• **Required actions**:
**A)** Quote the 2022 D1 Grand Prix season article word for word, everything from "Masashi Yokoi won" down to "use in competition.".
**B)** Continue the 2022 D1 Grand Prix season article from the point where it stops.
--- Start Article ---
2022 Gran Turismo D1 Grand Prix series is the 22nd season of D1 Grand Prix started from April 24 on Fuji Speedway and ended on November 6 on Ebisu Circuit.

Naoki Nakamura entered the season as the Defending Champion.

Masashi Yokoi won his third championship with Masato Kawabata winning the Tanso (Solo Run) championship.

Regulation Changes 
In an attempt to reduce grip D1GP now only permitted tires that met the UN/ECE R117-02 international standard for wet performance, noise and rolling resistance. The grip reduction is implemented in order to decrease damaged cause by tires to the road surfaces and also to increase tire choices. The tires that will be used will undergo an inspection before being able to be use in competition.

As of result of the regulation change Linglong and Sailun could not provide tires that meet the requirements and force to pull out from competition.

Following dispute over a pit time limit in Autopolis, the time given to fix car between the battle now limited to 3 minutes with an official holding a countdown as the car being repaired.
--- End Article ---
--- Start Entries shown ---
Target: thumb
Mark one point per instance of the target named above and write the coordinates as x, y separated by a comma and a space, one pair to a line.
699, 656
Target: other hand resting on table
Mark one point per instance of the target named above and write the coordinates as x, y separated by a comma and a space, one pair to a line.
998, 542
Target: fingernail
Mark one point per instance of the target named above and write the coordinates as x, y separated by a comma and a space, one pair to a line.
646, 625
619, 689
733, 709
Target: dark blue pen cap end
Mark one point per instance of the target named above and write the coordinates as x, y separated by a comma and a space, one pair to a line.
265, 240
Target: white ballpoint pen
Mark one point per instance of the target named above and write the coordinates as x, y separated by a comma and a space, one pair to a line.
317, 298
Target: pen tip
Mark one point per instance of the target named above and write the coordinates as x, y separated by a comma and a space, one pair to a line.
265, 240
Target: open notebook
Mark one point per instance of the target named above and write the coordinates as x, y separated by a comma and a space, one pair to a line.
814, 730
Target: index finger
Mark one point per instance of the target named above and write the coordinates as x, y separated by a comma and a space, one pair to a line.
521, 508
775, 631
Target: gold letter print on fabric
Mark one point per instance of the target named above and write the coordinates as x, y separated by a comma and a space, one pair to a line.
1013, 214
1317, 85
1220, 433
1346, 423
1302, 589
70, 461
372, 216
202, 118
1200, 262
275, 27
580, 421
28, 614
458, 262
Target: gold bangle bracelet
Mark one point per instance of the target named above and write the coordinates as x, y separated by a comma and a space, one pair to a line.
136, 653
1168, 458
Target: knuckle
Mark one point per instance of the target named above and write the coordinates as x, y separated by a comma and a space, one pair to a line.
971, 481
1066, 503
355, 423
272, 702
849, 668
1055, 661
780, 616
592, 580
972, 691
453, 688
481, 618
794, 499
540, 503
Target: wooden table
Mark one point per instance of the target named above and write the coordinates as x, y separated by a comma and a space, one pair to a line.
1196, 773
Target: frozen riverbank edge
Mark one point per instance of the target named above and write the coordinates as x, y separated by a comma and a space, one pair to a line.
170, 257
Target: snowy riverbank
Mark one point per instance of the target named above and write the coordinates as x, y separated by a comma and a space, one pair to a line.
--- End Entries shown ---
• **Responses for each task**:
**A)**
Masashi Yokoi won his third championship with Masato Kawabata winning the Tanso (Solo Run) championship.

Regulation Changes 
In an attempt to reduce grip D1GP now only permitted tires that met the UN/ECE R117-02 international standard for wet performance, noise and rolling resistance. The grip reduction is implemented in order to decrease damaged cause by tires to the road surfaces and also to increase tire choices. The tires that will be used will undergo an inspection before being able to be use in competition.

**B)**
Schedule

Changes 

 Fuji Speedway return to the calendar after last held D1GP event in 2016.The competition will be held alongside Motor Fan Festa with the Qualifying and Top 16 held on Saturday and Top 8 onwards held the following day.
 The Ebisu event will now be held on the West Course, which previously used in 2020.  The former South Course has been converted to rally style gravel and not suitable for drifting.
 Ebisu Circuit will also host the last two rounds of the season with a newly finished banked corner on its West Course, making it the third different layout in the Ebisu Circuit complex.
 Okuibuki Motorpark will only hold two rounds as supposed to the four of the previous season.

Drivers and Teams 
Entry list as of round 8 and 9

Changes 

 Linglong Tire and Sailun Tires withdraw as tyre supplier for this season as they could not comply with the 2022 tyre regulation. As of results Team Orange who have Linglong as title sponsor compete full time in Formula Drift Japan instead, but later Kanta Yanaguida who acquired D1GP license by winning twice in D1 Lights the previous year will compete for the team with Yokohama tires,  Akinori Utsumi would not compete in D1GP for the first time since 2001, Kazumi Takahashi will only compete in Formula Drift Japan following Sailun withdrawal while Seimi Tanaka and Yusuke Kitaoka changes tyre maker to Vitour.
 Shibata Racing changes tyre maker to their own in-house built tire Shibatire working together with Rydanz with Masakazu Hashi joining the team as second driver.
 Yokohama return as tyre supplier for Daigo Saito and Takahiro Ueno after last supplying tires in 2016 season.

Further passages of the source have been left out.